Reproduce every line of the material below word for word, with nothing changed, added, or left out.

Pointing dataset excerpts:
####################

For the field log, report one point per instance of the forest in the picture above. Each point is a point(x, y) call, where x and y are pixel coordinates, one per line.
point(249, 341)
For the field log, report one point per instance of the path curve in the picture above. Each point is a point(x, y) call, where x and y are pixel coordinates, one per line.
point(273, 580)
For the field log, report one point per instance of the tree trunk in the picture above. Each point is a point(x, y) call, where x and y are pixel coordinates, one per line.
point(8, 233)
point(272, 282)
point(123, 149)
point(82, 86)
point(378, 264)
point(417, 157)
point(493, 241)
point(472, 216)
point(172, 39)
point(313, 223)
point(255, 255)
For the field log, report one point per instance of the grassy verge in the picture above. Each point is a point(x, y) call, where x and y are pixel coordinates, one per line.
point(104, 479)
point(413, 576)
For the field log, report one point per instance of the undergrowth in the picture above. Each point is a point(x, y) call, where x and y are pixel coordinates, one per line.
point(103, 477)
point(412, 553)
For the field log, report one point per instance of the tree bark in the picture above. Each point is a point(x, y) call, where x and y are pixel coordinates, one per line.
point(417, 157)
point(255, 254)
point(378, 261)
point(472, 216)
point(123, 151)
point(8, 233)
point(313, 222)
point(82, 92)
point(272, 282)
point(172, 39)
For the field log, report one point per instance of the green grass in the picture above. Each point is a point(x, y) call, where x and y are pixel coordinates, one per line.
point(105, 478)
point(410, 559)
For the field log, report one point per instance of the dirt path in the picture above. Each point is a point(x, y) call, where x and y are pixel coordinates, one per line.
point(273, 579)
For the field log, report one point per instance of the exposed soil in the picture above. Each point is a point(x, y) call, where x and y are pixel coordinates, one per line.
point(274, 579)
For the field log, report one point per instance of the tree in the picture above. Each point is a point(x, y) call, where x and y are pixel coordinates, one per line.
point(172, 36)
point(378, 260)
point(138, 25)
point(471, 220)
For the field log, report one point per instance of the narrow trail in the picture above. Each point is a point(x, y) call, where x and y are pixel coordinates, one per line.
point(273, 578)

####################

Output of the task:
For the field log, report one point per instance of the forest in the picture above. Each point is a point(x, y) call, where x and y are pixel coordinates, one per line.
point(249, 341)
For the field log, report one point per instance of the path curve in the picture above. Each point is a point(x, y) call, where x and y are pixel coordinates, one per line.
point(273, 580)
For the field log, report one point per instance of the tree trunk in the picture above. Each point is a point(x, y) call, where x and y are pixel coordinates, one per line.
point(8, 233)
point(272, 282)
point(123, 149)
point(82, 86)
point(378, 264)
point(417, 157)
point(493, 241)
point(472, 216)
point(172, 39)
point(313, 223)
point(255, 255)
For the field log, report one point per instance of the grassy verge in the picture above. Each point is a point(x, y) call, where x and y are pixel coordinates, one per line.
point(104, 479)
point(413, 576)
For the field log, report one point per instance of the undergrowth in the picture above. Each point is a point(x, y) call, where x and y are pixel coordinates, one per line.
point(103, 477)
point(412, 553)
For the field log, report one point per instance of the tree bark in the picture above. Each point is a point(x, y) call, where x and y are pixel coordinates, one per line.
point(417, 157)
point(255, 254)
point(378, 261)
point(472, 216)
point(123, 151)
point(8, 233)
point(313, 222)
point(82, 92)
point(272, 282)
point(172, 39)
For the field log, report one point per instance of the green grass in the picture above. Each point is a point(x, y) call, where x and y are pixel coordinates, one per line.
point(105, 478)
point(410, 559)
For the field log, report one point per instance of the dirt path in the picture above. Each point is a point(x, y) call, where x and y are pixel coordinates, one per line.
point(273, 579)
For the field log, report one point per instance of the exposed soil in the picture above. Each point is a point(x, y) call, where x and y are pixel coordinates, one per line.
point(274, 579)
For the field log, report one point per instance of the tree in the picture above. Each point is a point(x, y) call, where x and y are pixel coordinates, one per line.
point(172, 36)
point(378, 260)
point(138, 25)
point(471, 220)
For the field log, report one point per instance of the narrow trail in the picture above. Each point is a point(x, y) call, where x and y are pixel coordinates, one per line.
point(273, 578)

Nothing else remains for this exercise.